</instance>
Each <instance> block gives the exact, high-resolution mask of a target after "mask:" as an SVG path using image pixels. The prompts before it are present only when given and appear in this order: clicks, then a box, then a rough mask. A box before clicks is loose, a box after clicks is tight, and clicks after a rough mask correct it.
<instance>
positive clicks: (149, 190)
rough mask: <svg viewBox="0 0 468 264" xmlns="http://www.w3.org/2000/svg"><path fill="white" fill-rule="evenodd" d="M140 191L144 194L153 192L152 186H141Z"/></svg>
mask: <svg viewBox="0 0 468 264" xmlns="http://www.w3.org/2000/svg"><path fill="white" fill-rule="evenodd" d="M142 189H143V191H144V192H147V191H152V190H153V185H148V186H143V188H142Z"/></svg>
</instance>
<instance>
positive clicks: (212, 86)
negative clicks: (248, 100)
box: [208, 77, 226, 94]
+--
All the records above need to be output exactly, with none omitted.

- [FINISHED EXERCISE]
</instance>
Each <instance> block gives the exact, high-resolution mask of a target after "mask:" as an SVG path using image pixels. The prompts before it are present only when given and appear in this order: clicks, then a box, then a rough mask. A box before clicks is loose, a box after clicks is tight, and clicks after a rough mask correct it.
<instance>
positive clicks: (149, 190)
rough mask: <svg viewBox="0 0 468 264" xmlns="http://www.w3.org/2000/svg"><path fill="white" fill-rule="evenodd" d="M140 191L144 194L153 192L152 186H141Z"/></svg>
mask: <svg viewBox="0 0 468 264" xmlns="http://www.w3.org/2000/svg"><path fill="white" fill-rule="evenodd" d="M142 189H143V191H144V192H147V191H152V190H153V185H148V186H143V188H142Z"/></svg>
</instance>
<instance>
positive clicks: (212, 86)
negative clicks: (248, 100)
box: [208, 77, 226, 94]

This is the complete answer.